Reproduce verbatim the final portion of the material below, from the line containing "Target phrase = forehead" through its last line, and nothing else.

- **Records supplied**:
______
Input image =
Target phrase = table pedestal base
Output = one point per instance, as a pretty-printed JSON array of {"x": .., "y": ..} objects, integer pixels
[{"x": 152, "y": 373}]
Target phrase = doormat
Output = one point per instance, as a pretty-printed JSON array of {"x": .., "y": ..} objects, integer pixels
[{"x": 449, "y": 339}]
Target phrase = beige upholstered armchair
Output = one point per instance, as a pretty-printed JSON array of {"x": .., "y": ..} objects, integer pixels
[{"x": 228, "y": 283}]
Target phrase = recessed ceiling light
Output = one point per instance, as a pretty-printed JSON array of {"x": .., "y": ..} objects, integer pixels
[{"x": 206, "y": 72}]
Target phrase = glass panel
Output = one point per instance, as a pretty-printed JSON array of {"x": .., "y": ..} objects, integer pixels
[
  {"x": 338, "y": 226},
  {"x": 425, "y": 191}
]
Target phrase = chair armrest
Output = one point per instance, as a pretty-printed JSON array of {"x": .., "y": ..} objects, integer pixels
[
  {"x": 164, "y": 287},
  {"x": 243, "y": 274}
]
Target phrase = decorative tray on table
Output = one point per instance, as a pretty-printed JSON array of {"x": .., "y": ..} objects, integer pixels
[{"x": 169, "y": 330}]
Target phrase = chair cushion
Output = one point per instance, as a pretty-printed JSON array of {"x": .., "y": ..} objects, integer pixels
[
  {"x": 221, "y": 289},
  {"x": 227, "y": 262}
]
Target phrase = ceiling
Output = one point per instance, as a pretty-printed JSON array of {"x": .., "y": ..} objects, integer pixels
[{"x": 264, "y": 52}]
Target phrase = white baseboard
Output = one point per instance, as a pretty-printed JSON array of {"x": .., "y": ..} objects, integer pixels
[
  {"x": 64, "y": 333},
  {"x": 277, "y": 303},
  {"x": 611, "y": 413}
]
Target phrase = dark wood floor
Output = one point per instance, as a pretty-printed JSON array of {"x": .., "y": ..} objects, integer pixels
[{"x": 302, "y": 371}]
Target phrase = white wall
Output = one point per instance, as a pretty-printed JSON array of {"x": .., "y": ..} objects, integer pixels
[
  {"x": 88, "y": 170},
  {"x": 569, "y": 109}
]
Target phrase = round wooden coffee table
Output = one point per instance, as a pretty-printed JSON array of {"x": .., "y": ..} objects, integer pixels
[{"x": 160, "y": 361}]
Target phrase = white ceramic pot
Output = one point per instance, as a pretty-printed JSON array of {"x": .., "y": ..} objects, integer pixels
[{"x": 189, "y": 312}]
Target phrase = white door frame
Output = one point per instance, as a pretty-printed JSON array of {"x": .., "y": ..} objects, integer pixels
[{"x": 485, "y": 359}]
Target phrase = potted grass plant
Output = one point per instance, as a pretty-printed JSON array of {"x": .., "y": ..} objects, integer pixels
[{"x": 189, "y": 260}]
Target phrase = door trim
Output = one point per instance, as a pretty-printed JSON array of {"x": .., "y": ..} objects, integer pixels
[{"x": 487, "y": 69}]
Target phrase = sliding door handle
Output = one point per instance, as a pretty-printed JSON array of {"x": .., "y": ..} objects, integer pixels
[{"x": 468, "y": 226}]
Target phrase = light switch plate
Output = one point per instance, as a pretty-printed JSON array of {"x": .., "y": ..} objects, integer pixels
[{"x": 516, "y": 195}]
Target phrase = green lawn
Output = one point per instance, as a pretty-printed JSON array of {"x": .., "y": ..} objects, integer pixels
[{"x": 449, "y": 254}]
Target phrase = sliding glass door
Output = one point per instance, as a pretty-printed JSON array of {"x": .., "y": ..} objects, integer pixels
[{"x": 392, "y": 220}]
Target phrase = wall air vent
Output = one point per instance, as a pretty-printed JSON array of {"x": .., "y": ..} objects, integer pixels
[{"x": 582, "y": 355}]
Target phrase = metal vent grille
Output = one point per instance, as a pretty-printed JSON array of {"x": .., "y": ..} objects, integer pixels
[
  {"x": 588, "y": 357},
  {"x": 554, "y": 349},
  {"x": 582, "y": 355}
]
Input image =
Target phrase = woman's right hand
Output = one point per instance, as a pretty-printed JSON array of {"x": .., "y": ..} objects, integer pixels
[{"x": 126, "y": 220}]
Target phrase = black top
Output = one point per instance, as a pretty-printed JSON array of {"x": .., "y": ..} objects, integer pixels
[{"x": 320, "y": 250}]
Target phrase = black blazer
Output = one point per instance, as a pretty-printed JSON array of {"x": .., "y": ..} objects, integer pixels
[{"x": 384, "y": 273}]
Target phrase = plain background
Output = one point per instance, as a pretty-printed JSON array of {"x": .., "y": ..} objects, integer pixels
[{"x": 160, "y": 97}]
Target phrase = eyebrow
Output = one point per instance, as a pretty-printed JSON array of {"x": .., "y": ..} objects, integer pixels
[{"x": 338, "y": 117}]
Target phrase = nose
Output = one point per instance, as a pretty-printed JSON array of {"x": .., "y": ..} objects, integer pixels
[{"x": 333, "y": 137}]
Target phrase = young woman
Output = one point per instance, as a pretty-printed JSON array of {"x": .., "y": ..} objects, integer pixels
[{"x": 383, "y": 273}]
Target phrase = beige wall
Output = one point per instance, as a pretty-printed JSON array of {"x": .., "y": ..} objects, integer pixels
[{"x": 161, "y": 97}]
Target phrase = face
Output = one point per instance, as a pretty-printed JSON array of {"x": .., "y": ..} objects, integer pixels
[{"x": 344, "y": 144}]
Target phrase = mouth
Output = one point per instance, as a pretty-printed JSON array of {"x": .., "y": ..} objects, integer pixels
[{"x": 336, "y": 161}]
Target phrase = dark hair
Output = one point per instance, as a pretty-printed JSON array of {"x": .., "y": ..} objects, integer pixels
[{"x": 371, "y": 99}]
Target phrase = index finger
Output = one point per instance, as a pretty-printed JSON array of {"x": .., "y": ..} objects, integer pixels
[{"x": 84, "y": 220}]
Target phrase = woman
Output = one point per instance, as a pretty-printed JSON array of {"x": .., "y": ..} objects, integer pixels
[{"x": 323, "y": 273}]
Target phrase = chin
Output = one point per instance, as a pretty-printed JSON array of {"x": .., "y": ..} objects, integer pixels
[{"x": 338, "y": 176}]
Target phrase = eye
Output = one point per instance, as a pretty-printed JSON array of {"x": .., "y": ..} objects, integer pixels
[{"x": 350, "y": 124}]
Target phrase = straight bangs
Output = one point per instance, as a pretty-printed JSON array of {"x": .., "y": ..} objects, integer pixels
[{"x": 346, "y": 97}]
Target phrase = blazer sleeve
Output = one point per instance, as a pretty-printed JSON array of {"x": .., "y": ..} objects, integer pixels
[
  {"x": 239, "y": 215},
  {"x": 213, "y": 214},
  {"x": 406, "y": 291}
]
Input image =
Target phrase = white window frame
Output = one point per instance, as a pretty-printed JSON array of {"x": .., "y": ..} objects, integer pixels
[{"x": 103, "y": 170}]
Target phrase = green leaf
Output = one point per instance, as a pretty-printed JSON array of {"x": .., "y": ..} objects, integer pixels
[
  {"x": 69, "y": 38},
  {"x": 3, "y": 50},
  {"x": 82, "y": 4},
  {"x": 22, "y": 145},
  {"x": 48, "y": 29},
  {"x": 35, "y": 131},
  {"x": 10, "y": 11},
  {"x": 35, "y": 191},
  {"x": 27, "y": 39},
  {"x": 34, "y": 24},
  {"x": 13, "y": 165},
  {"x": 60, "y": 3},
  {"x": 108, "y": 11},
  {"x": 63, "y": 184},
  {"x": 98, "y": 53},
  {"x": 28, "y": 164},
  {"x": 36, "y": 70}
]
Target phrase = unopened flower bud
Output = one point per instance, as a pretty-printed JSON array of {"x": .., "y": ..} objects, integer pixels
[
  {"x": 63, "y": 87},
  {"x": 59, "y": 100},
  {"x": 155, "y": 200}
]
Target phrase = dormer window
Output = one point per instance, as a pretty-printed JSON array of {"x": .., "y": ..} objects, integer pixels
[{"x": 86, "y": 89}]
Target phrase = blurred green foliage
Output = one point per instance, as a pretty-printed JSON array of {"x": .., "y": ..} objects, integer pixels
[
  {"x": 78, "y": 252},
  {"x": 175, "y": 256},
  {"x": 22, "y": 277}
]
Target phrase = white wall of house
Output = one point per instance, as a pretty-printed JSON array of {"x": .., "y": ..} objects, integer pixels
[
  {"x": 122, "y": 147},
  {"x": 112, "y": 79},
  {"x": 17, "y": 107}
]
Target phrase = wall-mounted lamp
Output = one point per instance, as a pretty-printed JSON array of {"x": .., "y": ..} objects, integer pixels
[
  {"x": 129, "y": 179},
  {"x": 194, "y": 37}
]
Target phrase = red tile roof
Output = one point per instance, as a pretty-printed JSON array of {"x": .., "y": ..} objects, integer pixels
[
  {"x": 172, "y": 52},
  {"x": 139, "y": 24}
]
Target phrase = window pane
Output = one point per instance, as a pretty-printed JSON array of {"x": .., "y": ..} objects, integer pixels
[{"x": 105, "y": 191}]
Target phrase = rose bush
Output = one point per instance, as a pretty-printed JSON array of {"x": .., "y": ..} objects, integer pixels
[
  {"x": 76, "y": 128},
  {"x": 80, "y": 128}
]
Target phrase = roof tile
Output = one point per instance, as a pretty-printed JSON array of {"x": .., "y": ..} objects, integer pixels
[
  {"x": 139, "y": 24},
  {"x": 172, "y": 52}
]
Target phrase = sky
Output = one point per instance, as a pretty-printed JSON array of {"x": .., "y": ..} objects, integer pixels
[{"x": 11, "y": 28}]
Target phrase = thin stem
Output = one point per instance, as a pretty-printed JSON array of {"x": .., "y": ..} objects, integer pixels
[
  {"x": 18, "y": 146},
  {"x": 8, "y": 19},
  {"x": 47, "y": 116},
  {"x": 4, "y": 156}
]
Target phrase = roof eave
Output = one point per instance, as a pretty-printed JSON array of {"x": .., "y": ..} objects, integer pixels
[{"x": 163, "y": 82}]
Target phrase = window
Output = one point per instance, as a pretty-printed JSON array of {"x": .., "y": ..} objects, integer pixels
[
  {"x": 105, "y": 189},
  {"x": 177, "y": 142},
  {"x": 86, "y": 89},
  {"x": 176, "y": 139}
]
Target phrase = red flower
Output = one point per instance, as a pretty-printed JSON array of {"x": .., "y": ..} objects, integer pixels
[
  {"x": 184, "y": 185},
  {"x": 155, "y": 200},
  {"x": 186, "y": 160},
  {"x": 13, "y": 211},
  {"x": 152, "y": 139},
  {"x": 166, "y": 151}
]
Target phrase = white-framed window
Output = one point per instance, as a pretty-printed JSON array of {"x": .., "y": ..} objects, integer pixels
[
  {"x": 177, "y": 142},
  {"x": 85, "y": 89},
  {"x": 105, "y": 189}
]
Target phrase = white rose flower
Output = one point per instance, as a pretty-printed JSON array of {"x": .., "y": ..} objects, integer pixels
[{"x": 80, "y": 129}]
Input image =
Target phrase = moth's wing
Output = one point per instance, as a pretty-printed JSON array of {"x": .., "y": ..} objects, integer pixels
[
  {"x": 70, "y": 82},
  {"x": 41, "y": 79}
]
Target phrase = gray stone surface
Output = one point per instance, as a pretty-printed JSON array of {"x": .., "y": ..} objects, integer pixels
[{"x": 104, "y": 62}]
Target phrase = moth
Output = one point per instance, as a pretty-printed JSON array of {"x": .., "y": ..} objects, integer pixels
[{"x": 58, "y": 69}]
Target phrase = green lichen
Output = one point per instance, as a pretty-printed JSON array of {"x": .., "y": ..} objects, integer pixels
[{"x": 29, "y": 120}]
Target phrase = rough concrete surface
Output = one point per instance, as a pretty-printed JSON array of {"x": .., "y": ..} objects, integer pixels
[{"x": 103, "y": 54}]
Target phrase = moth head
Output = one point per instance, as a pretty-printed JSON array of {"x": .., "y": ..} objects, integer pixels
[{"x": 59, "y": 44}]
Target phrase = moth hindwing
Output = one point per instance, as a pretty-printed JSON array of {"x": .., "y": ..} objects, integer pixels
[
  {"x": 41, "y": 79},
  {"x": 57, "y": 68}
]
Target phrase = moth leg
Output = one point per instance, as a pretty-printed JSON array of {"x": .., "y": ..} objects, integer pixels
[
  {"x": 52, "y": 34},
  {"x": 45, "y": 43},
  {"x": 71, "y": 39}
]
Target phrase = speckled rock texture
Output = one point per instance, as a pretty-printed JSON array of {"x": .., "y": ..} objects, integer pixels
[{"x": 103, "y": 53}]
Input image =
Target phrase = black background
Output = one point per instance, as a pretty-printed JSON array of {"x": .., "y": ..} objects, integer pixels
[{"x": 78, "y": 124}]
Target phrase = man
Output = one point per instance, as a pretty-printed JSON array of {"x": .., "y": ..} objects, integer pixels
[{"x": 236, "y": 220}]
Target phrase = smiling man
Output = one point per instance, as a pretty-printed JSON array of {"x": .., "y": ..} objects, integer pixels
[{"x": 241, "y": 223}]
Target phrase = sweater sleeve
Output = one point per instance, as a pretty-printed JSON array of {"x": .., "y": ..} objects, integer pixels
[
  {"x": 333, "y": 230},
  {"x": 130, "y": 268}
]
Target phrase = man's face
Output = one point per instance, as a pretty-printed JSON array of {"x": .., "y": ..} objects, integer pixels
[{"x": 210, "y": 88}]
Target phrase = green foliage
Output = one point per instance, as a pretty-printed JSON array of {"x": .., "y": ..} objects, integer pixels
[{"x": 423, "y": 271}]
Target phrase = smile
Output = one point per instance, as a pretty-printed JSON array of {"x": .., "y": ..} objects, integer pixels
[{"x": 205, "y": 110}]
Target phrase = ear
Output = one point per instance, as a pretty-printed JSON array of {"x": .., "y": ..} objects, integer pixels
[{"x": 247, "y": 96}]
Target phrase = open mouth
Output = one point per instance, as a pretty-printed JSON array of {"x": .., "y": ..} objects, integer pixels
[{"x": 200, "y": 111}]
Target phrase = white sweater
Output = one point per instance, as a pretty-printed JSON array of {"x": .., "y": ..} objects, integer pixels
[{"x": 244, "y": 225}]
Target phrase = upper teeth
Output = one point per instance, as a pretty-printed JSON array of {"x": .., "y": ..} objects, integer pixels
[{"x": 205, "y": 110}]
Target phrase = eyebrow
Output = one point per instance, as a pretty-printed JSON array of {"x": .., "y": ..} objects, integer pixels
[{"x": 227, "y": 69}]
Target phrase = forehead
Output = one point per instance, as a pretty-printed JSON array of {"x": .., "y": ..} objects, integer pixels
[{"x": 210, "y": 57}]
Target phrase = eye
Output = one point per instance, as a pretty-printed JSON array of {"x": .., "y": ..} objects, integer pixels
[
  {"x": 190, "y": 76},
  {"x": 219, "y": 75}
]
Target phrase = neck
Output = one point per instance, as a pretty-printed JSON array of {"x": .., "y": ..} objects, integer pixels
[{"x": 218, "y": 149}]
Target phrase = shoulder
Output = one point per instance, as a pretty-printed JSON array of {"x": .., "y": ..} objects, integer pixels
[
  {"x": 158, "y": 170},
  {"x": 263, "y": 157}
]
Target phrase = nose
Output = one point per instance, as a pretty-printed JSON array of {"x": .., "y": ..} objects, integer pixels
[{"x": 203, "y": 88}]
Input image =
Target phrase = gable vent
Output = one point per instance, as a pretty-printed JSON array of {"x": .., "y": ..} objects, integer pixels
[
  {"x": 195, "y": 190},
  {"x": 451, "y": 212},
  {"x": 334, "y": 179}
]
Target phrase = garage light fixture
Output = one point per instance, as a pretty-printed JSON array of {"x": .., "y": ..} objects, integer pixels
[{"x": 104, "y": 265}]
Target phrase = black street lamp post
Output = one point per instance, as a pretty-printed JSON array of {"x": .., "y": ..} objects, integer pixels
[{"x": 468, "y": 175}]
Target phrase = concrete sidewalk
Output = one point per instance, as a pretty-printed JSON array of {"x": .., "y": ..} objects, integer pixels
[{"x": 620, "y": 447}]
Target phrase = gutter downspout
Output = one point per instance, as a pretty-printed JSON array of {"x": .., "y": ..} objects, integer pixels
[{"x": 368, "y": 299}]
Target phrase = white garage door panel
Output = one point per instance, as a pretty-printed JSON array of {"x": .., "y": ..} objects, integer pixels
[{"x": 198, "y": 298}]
______
- **The reply**:
Target phrase = forehead
Output = one point per instance, as a pretty-printed JSON array of {"x": .., "y": ..} objects, integer pixels
[{"x": 210, "y": 57}]
Target phrase = eye
Output = one point per instance, as a pretty-printed JSON array of {"x": .., "y": ..} objects, integer pixels
[
  {"x": 190, "y": 76},
  {"x": 219, "y": 75}
]
Target phrase = neck
Output = one point per instance, as a pretty-printed JSON array of {"x": .., "y": ..} objects, integer pixels
[{"x": 218, "y": 149}]
Target phrase = shoulder
Output = one point per instance, as a pretty-printed JSON array of {"x": .., "y": ..} objects, integer pixels
[
  {"x": 158, "y": 170},
  {"x": 263, "y": 157}
]
Target phrase = nose
Output = one point per instance, as a pretty-printed JSON array of {"x": .., "y": ..} objects, integer pixels
[{"x": 203, "y": 88}]
Input image =
Target phrase = gable vent
Output = one point per instance, as a pretty-printed JSON array of {"x": .., "y": ..} objects, integer pixels
[
  {"x": 195, "y": 190},
  {"x": 451, "y": 212},
  {"x": 334, "y": 179}
]
Target phrase = garage light fixture
Output = one point per instance, as a pretty-printed JSON array of {"x": .., "y": ..} objects, integer pixels
[{"x": 104, "y": 265}]
Target phrase = black street lamp post
Output = one point per instance, as a pretty-printed JSON array of {"x": .., "y": ..} objects, integer pixels
[{"x": 468, "y": 175}]
Target phrase = concrete sidewalk
Output = one point per instance, as a pretty-printed JSON array of {"x": .., "y": ..} objects, integer pixels
[{"x": 620, "y": 447}]
Target phrase = gutter downspout
Output = one point per instance, as a pretty-printed JSON array of {"x": .., "y": ..} objects, integer pixels
[{"x": 368, "y": 299}]
Target phrase = white garage door panel
Output = one point per instance, as a pretty-printed JSON array of {"x": .., "y": ..} objects, integer pixels
[{"x": 198, "y": 298}]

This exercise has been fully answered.